Text passage Block Start

Delegating to a trusted worker

If we already run an OAuth worker (say a Cloudflare Worker that does the provider dance), we can delegate to it instead of configuring providers. We point auth.redirect at the integration’s login endpoint:

src/server/+config.ts
export default {
auth: {
sessionKeys: ['supersecret'], // shared with the integration
redirect: { url: 'https://auth.example.com/login' },
},
} satisfies ServerConfigFile

Setting auth.redirect turns the flow on and generates a loginURL() helper exported from $houdini (it isn’t generated otherwise). Because Houdini stays out of the provider business here, this loginURL is the generic one: there’s no typed provider, just a params object forwarded verbatim to the integration.

import { loginURL } from '$houdini'
<a href={loginURL({ redirectTo: '/dashboard', params: { provider: 'github' } })}>
Log in with GitHub
</a>

redirectTo is the landing page (omit it to return the user to where they started), and params are passed straight through to the integration. The round trip is short: Houdini sends the user to the integration with a single-use nonce, the integration runs the actual OAuth and sends the user back with a session token signed using the shared sessionKeys, and Houdini sets the session only if both the signature and the nonce check out.

The integration has to validate the return URL itself. Houdini sends return as its own callback, but the integration receives it as input and can’t, on its own, tell a real Houdini callback from an attacker’s. If it sends the session token off to an unvalidated return, the token leaks. Keep an allowlist of the callback URLs that are actually ours and reject the rest. Unfortunately this is one thing Houdini can’t enforce on the integration’s behalf.

How it stays secure

None of the day-to-day code above has to think about this section, but it’s worth knowing what’s holding the line.

The provider exchange. For the built-in providers, Houdini runs the standard Authorization Code flow with PKCE. For OIDC providers it checks the signature on the returned id_token against the provider’s published keys, along with the usual iss/aud/exp/nonce claims. The whole round trip is tied to the browser that started it through a single-use, browser-bound transaction cookie, so a completed login can’t be replayed into someone else’s session. We don’t configure any of this; it’s the default.

@session writes are server-authoritative. The value is relayed as a server-signed, session-bound, single-use token, so a client can’t forge or replay what becomes the session. The redirect callback (auth.redirect) is off unless we turn it on, and when it’s on it accepts only that kind of token, behind the two gates described in the escape hatch section.

Text passage Block End

▶ _Complete the following_:
1: List the claims that the Houdini auth passage says are checked on an OIDC provider's returned id_token.
2: According to the Houdini auth passage, which flow does Houdini run for the built-in providers?
3: Reproduce the stretch of the Houdini auth passage from "The provider exchange." through "it’s the default.".
The listing has nothing to do with the Houdini auth passage.

Recorded data Block Start

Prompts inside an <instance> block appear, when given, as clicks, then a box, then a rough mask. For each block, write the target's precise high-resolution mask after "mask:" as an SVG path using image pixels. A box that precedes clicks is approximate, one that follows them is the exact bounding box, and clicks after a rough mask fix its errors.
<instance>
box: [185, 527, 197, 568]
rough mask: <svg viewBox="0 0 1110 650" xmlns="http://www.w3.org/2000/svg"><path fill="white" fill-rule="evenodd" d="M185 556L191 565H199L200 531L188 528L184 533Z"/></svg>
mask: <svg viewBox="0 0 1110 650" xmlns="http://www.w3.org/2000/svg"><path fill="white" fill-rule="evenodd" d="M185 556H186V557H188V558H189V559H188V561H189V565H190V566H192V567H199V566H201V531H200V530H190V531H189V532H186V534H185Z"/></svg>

Recorded data Block End

▶ _Solutions by task_:
1: iss, aud, exp, nonce

2: The standard Authorization Code flow with PKCE.

3:
The provider exchange. For the built-in providers, Houdini runs the standard Authorization Code flow with PKCE. For OIDC providers it checks the signature on the returned id_token against the provider’s published keys, along with the usual iss/aud/exp/nonce claims. The whole round trip is tied to the browser that started it through a single-use, browser-bound transaction cookie, so a completed login can’t be replayed into someone else’s session. We don’t configure any of this; it’s the default.